Point labeling data

------------------------------------------------------------

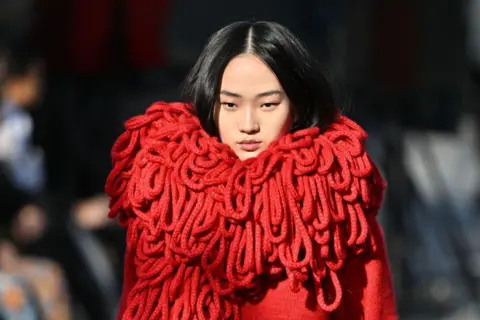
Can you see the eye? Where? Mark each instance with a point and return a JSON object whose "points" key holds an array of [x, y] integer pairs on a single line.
{"points": [[229, 105], [269, 105]]}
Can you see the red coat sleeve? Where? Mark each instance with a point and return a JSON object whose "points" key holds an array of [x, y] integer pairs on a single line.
{"points": [[367, 283]]}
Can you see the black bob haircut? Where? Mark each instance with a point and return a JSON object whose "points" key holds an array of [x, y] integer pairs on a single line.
{"points": [[297, 71]]}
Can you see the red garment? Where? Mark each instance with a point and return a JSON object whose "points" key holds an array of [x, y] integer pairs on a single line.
{"points": [[366, 282], [208, 233]]}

------------------------------------------------------------

— Stated exercise —
Copy every line of text in the data above word for word, leaving out the pictures.

— Exercise solution —
Can you see the eye? Where? Mark each instance with a point and return a JSON object whose "points" key holds an array of [x, y] integer pairs on a single line.
{"points": [[229, 105], [269, 105]]}
Can you see the red coat sleeve? Where? Mark each instance with a point and return a JSON object whose "points" key holds an array of [x, y] integer pairs on a single line.
{"points": [[367, 283]]}
Can you see the black bob haircut? Where? Mark each instance with a point and return a JSON object whose "points" key holds an array of [x, y] integer pairs on a single line.
{"points": [[297, 71]]}
Can you see the red garment? Where? Mark each instance with a point and return a JSON object whose "points" key holds an array of [x, y] integer pairs on a single line.
{"points": [[366, 282], [208, 233]]}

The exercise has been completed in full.